SOURCE DATA
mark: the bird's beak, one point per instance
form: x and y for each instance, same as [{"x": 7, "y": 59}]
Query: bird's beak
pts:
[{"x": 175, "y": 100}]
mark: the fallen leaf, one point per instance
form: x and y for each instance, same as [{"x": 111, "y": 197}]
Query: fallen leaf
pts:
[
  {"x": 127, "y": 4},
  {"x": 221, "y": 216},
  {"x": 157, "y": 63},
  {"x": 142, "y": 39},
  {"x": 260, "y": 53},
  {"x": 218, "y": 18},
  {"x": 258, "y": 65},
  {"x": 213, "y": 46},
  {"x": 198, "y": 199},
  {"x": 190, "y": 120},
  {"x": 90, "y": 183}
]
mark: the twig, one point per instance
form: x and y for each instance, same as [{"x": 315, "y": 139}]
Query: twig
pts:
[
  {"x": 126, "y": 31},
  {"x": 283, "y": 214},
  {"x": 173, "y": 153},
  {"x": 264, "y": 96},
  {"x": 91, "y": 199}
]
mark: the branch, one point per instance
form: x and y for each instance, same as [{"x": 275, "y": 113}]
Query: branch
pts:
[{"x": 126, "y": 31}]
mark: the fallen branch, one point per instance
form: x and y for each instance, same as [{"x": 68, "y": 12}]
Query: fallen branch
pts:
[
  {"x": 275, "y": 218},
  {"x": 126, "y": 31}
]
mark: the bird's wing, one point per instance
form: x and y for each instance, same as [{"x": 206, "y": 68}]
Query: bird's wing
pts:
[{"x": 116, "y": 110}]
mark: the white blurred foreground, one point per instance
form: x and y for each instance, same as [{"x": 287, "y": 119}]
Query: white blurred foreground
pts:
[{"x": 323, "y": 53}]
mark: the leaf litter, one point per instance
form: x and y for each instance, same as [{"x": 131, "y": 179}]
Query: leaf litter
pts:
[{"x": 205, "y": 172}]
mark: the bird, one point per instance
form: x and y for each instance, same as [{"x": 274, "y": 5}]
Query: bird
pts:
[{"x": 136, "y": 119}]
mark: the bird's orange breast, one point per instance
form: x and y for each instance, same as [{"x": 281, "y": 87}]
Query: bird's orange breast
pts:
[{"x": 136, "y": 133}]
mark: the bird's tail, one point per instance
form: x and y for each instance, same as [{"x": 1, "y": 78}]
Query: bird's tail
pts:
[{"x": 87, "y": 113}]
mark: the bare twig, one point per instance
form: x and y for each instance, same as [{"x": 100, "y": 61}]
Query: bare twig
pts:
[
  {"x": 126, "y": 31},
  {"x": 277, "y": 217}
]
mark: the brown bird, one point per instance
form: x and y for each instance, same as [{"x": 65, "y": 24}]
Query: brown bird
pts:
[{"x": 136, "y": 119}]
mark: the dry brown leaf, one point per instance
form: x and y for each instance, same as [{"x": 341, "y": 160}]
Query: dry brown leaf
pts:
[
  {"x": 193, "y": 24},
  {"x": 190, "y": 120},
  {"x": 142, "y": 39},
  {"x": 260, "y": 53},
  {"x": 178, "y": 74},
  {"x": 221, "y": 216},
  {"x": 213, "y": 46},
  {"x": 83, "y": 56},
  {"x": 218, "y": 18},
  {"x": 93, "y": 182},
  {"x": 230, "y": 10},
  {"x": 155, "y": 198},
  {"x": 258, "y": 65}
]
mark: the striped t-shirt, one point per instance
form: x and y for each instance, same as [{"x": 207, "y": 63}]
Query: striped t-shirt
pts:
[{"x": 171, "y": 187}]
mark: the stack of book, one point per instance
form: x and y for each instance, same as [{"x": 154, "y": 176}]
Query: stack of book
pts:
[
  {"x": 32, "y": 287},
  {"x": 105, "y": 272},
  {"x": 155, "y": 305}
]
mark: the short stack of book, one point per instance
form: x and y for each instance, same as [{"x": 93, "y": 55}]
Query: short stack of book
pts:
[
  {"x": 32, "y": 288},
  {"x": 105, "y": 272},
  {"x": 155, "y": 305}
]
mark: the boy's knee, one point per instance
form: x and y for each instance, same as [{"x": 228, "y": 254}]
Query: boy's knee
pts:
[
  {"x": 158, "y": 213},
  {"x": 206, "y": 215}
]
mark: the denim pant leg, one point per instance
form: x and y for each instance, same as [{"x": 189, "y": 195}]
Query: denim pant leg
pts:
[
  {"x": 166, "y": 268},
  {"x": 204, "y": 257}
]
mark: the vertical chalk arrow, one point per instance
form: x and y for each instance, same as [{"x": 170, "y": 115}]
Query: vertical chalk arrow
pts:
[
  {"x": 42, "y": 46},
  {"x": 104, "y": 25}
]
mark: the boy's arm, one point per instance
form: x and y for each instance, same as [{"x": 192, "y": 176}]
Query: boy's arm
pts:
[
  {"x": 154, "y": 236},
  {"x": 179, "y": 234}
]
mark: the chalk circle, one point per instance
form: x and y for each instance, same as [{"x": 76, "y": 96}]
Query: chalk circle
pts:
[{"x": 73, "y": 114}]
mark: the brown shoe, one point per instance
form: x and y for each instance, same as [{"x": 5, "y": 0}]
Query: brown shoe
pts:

TASK REQUIREMENTS
Word for word, reproduce all of the material shown above.

ANSWER FOR THE TASK
mark: the bird's beak, one point per instance
form: x and y for each instance, same as [{"x": 7, "y": 59}]
Query: bird's beak
pts:
[{"x": 175, "y": 100}]
mark: the fallen leaf, one point per instance
form: x and y for each instance, same as [{"x": 111, "y": 197}]
Query: fallen leaf
pts:
[
  {"x": 127, "y": 4},
  {"x": 221, "y": 216},
  {"x": 157, "y": 63},
  {"x": 142, "y": 39},
  {"x": 260, "y": 53},
  {"x": 218, "y": 18},
  {"x": 258, "y": 65},
  {"x": 213, "y": 46},
  {"x": 198, "y": 199},
  {"x": 190, "y": 120},
  {"x": 90, "y": 183}
]
mark: the twig, one point per instance
form: x and y for each instance, same as [{"x": 315, "y": 139}]
Query: twig
pts:
[
  {"x": 126, "y": 31},
  {"x": 283, "y": 214},
  {"x": 173, "y": 153},
  {"x": 264, "y": 96},
  {"x": 91, "y": 199}
]
mark: the branch, one point per instance
form: x and y for each instance, same as [{"x": 275, "y": 113}]
Query: branch
pts:
[{"x": 126, "y": 31}]
mark: the fallen branch, one point per instance
form: x and y for each instance, same as [{"x": 68, "y": 12}]
Query: fallen branch
pts:
[
  {"x": 275, "y": 218},
  {"x": 126, "y": 31}
]
mark: the bird's wing, one point per instance
form: x and y for each instance, same as [{"x": 206, "y": 68}]
Query: bird's wing
pts:
[{"x": 116, "y": 110}]
mark: the white blurred foreground, one point per instance
form: x and y for each instance, same as [{"x": 287, "y": 119}]
Query: white blurred foreground
pts:
[{"x": 323, "y": 53}]
mark: the leaf litter, one point per instance
form: x and y for each instance, same as [{"x": 131, "y": 179}]
Query: leaf litter
pts:
[{"x": 205, "y": 172}]
mark: the bird, one point per instance
form: x and y for each instance, same as [{"x": 274, "y": 5}]
Query: bird
pts:
[{"x": 136, "y": 119}]
mark: the bird's orange breast, one point per instance
form: x and y for each instance, same as [{"x": 281, "y": 87}]
Query: bird's orange breast
pts:
[{"x": 136, "y": 133}]
mark: the bird's tail, one point per instance
form: x and y for each instance, same as [{"x": 1, "y": 78}]
Query: bird's tail
pts:
[{"x": 87, "y": 113}]
mark: the bare twig, one point per instance
form: x and y for each instance, same as [{"x": 100, "y": 61}]
Query: bare twig
pts:
[
  {"x": 126, "y": 31},
  {"x": 277, "y": 217}
]
mark: the brown bird, one point per instance
form: x and y for each instance, same as [{"x": 65, "y": 24}]
Query: brown bird
pts:
[{"x": 136, "y": 119}]
mark: the dry brown leaf, one point per instance
form: x and y for each instance, same as [{"x": 341, "y": 160}]
Query: dry brown leaf
pts:
[
  {"x": 193, "y": 24},
  {"x": 190, "y": 120},
  {"x": 142, "y": 39},
  {"x": 260, "y": 53},
  {"x": 178, "y": 74},
  {"x": 221, "y": 216},
  {"x": 213, "y": 46},
  {"x": 83, "y": 56},
  {"x": 218, "y": 18},
  {"x": 93, "y": 182},
  {"x": 230, "y": 10},
  {"x": 155, "y": 198},
  {"x": 258, "y": 65}
]
mark: the striped t-shirt, one point per instance
form: x and y for each instance, same as [{"x": 207, "y": 63}]
Query: striped t-shirt
pts:
[{"x": 171, "y": 187}]
mark: the stack of book, one point per instance
form: x and y for each instance, same as [{"x": 154, "y": 176}]
Query: stack of book
pts:
[
  {"x": 32, "y": 287},
  {"x": 105, "y": 272},
  {"x": 155, "y": 305}
]
mark: the short stack of book, one point per instance
form: x and y for each instance, same as [{"x": 93, "y": 55}]
Query: short stack of book
pts:
[
  {"x": 32, "y": 288},
  {"x": 105, "y": 272},
  {"x": 155, "y": 305}
]
mark: the boy's knee, one point per instance
form: x and y for each instance, same as [{"x": 228, "y": 254}]
Query: boy's knee
pts:
[
  {"x": 158, "y": 213},
  {"x": 206, "y": 215}
]
mark: the denim pant leg, one point per instance
form: x and y for each instance, same as [{"x": 189, "y": 195}]
Query: denim pant leg
pts:
[
  {"x": 166, "y": 268},
  {"x": 204, "y": 257}
]
mark: the vertical chalk arrow, one point per instance
form: x and y for each instance, same as [{"x": 170, "y": 115}]
Query: vertical chalk arrow
pts:
[
  {"x": 42, "y": 46},
  {"x": 104, "y": 25}
]
mark: the boy's arm, one point per instance
form: x and y for each instance, same as [{"x": 192, "y": 176}]
Query: boy's arm
pts:
[
  {"x": 154, "y": 236},
  {"x": 179, "y": 234}
]
mark: the chalk circle, one point per instance
form: x and y for each instance, same as [{"x": 76, "y": 96}]
Query: chalk circle
pts:
[{"x": 73, "y": 114}]
mark: the brown shoe, one point per instance
form: x and y for each instance, same as [{"x": 5, "y": 0}]
Query: brown shoe
pts:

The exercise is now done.